[BRIEF A]: Identify every line in the records below that contains the string "query", matching case exactly, and copy each such line.

I would like to know the number of strings at edit distance $n$ of a string $s$.
I guess this is textbook knowledge... but I cannot find the textbook in question.
More formally, I have an alphabet $\Sigma$ (in my case, $|\Sigma| = 4$), and I consider all the words in $\Sigma^*$. I use the edit distance $d$. I am looking for the number of words at distance $n$ of a word $w \in \Sigma^*$. Namely,
$ f_1(w, n) = \lvert \{ w' \in \Sigma^*: d(w, w') = n \} \rvert $
I need the maximum size, considering all the words of a given length. Namely:
$ f_2(s, n) = \max_{w,\ |w| = s}(f_1(w, n)) $
In practice, I have to compute a table of $f_2$ with $s \in [0, 100]$, and $n \in [0, 5]$, so I can compute $f_2$ recursively.
I tried to read the original Levenshtein paper, but it seems to deal with binary alphabets only.

[WORKING DATA]:
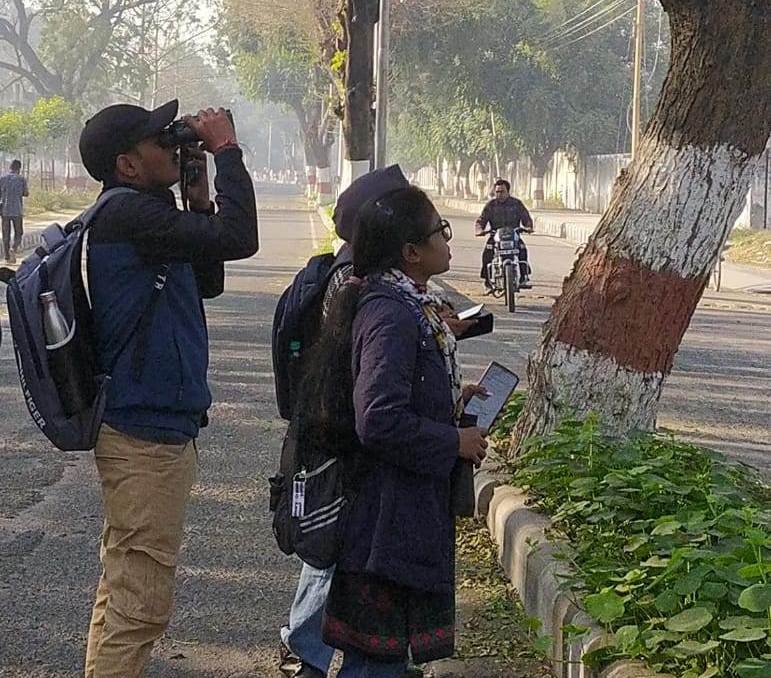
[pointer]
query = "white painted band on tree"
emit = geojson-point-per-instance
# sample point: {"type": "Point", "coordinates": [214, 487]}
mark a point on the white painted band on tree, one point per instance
{"type": "Point", "coordinates": [623, 398]}
{"type": "Point", "coordinates": [680, 209]}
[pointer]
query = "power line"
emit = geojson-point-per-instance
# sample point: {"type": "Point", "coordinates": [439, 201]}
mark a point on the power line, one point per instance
{"type": "Point", "coordinates": [585, 22]}
{"type": "Point", "coordinates": [549, 34]}
{"type": "Point", "coordinates": [596, 30]}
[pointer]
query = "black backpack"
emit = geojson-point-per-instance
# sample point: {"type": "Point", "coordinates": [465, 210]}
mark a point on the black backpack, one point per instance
{"type": "Point", "coordinates": [296, 325]}
{"type": "Point", "coordinates": [62, 385]}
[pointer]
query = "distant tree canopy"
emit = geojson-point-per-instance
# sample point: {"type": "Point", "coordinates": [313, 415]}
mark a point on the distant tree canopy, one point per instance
{"type": "Point", "coordinates": [462, 67]}
{"type": "Point", "coordinates": [46, 125]}
{"type": "Point", "coordinates": [92, 53]}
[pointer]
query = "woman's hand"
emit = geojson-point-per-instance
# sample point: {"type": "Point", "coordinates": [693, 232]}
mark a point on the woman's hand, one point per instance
{"type": "Point", "coordinates": [473, 444]}
{"type": "Point", "coordinates": [470, 390]}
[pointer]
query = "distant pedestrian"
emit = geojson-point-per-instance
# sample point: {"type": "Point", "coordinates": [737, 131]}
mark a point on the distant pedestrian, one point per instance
{"type": "Point", "coordinates": [13, 189]}
{"type": "Point", "coordinates": [384, 380]}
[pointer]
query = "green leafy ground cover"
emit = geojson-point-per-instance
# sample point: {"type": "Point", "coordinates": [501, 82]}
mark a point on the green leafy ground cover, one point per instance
{"type": "Point", "coordinates": [669, 545]}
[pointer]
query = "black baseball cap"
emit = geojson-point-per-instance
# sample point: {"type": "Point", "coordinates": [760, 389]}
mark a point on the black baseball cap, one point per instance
{"type": "Point", "coordinates": [370, 186]}
{"type": "Point", "coordinates": [117, 129]}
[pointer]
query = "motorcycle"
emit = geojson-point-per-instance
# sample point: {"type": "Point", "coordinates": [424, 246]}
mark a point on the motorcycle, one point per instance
{"type": "Point", "coordinates": [504, 272]}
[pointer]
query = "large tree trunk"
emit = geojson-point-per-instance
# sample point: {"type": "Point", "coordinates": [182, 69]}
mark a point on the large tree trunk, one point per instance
{"type": "Point", "coordinates": [358, 122]}
{"type": "Point", "coordinates": [613, 333]}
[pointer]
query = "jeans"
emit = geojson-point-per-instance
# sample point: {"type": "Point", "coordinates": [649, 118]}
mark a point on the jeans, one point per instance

[BRIEF B]: In the edit-distance question, what limitation does the asker see in the original Levenshtein paper?

[OUTPUT A]:
query = "white painted band on tree"
query = "power line"
query = "black backpack"
query = "distant tree canopy"
query = "woman's hand"
query = "distant pedestrian"
query = "green leafy ground cover"
query = "black baseball cap"
query = "motorcycle"
query = "large tree trunk"
query = "jeans"

[OUTPUT B]: It seems to deal with binary alphabets only.